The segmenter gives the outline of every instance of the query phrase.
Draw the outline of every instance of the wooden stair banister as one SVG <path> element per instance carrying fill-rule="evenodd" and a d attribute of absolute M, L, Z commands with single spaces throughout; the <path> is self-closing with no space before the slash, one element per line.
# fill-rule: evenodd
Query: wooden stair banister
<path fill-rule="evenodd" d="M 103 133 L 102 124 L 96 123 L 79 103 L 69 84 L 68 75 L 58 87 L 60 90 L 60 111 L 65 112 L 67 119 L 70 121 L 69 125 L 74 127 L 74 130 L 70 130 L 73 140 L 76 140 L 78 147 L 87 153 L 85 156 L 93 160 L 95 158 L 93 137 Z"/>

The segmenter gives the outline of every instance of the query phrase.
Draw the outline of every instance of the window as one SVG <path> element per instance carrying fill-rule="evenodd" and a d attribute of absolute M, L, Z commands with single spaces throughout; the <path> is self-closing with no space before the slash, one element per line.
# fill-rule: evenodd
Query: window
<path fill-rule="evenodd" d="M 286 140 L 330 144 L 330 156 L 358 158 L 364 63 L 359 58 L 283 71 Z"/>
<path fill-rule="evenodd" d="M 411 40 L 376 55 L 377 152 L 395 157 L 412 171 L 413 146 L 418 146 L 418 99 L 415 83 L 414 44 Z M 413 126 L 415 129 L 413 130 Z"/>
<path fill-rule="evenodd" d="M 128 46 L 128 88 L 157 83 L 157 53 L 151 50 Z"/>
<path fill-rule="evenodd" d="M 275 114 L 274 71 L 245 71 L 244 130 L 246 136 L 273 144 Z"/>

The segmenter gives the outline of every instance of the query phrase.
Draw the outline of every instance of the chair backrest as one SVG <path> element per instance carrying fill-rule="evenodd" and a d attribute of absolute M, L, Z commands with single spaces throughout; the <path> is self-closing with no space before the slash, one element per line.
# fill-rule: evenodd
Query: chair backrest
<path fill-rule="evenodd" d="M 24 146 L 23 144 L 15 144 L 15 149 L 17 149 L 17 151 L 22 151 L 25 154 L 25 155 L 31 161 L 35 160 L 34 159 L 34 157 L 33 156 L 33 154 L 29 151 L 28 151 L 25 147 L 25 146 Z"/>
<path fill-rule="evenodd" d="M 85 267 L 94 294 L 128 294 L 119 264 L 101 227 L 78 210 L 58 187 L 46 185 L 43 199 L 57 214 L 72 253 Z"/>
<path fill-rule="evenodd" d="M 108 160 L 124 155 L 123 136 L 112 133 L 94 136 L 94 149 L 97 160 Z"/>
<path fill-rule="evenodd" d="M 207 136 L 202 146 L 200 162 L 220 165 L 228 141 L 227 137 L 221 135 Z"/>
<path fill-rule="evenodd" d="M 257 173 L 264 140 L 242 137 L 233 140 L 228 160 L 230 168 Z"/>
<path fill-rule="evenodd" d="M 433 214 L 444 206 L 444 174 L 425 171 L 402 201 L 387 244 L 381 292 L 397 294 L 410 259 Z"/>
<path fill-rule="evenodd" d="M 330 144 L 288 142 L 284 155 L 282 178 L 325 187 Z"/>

===============

▸ **OBJECTIVE**
Put every line of the records above into a Markdown table with two columns, Row for the row number and Line for the line itself. Skip the blank lines.

▸ **OUTPUT OF THE TASK**
| Row | Line |
|---|---|
| 1 | The segmenter gives the outline of every instance of the query phrase. |
| 2 | Draw the outline of every instance of the wooden stair banister as one SVG <path> element per instance carrying fill-rule="evenodd" and a d attribute of absolute M, L, Z commands with single spaces throughout; the <path> is self-closing with no space before the slash, one element per line. |
| 3 | # fill-rule: evenodd |
| 4 | Query: wooden stair banister |
| 5 | <path fill-rule="evenodd" d="M 103 133 L 102 124 L 96 123 L 79 103 L 69 84 L 68 75 L 58 87 L 60 90 L 60 111 L 65 112 L 67 119 L 70 121 L 69 125 L 74 127 L 74 130 L 70 130 L 73 140 L 76 140 L 78 147 L 87 153 L 85 156 L 93 160 L 95 158 L 93 137 Z"/> |
| 6 | The segmenter gives the outline of every instance of the query phrase. |
| 7 | Draw the outline of every instance of the window as one SVG <path> element per instance carrying fill-rule="evenodd" and a d attribute of absolute M, L, Z commands with single spaces throughout; the <path> is self-closing with no space before the slash, one element per line. |
| 8 | # fill-rule: evenodd |
| 9 | Query: window |
| 10 | <path fill-rule="evenodd" d="M 286 140 L 330 144 L 330 156 L 358 158 L 364 63 L 359 58 L 283 71 Z"/> |
| 11 | <path fill-rule="evenodd" d="M 411 40 L 376 55 L 377 152 L 395 157 L 412 171 L 413 146 L 418 146 L 418 99 L 415 83 L 414 44 Z M 413 126 L 415 129 L 413 130 Z"/> |
| 12 | <path fill-rule="evenodd" d="M 128 46 L 128 88 L 157 83 L 157 53 L 151 50 Z"/> |
| 13 | <path fill-rule="evenodd" d="M 275 114 L 274 71 L 245 71 L 244 130 L 246 136 L 273 144 Z"/> |
| 14 | The segmenter gives the outline of every instance of the query phrase. |
| 15 | Draw the outline of every instance of the chair backrest as one SVG <path> element per instance carrying fill-rule="evenodd" and a d attribute of absolute M, L, Z commands with single spaces throughout; the <path> is self-closing with no space before the slash, one element per line. |
| 16 | # fill-rule: evenodd |
| 17 | Query: chair backrest |
| 18 | <path fill-rule="evenodd" d="M 24 146 L 23 144 L 15 144 L 15 149 L 17 149 L 17 151 L 22 151 L 25 154 L 25 155 L 31 161 L 35 160 L 34 159 L 34 157 L 33 156 L 33 154 L 29 151 L 28 151 L 25 147 L 25 146 Z"/> |
| 19 | <path fill-rule="evenodd" d="M 85 267 L 94 294 L 128 294 L 119 264 L 101 227 L 78 210 L 58 187 L 46 185 L 43 199 L 57 214 L 72 253 Z"/> |
| 20 | <path fill-rule="evenodd" d="M 108 160 L 124 155 L 123 136 L 112 133 L 94 136 L 94 149 L 97 160 Z"/> |
| 21 | <path fill-rule="evenodd" d="M 207 136 L 202 146 L 200 162 L 220 165 L 228 141 L 227 137 L 221 135 Z"/> |
| 22 | <path fill-rule="evenodd" d="M 257 173 L 264 140 L 242 137 L 233 140 L 228 160 L 230 168 Z"/> |
| 23 | <path fill-rule="evenodd" d="M 433 214 L 444 206 L 444 174 L 425 171 L 402 201 L 387 244 L 381 292 L 397 294 L 410 259 Z"/> |
| 24 | <path fill-rule="evenodd" d="M 330 144 L 288 142 L 284 155 L 282 178 L 325 187 Z"/> |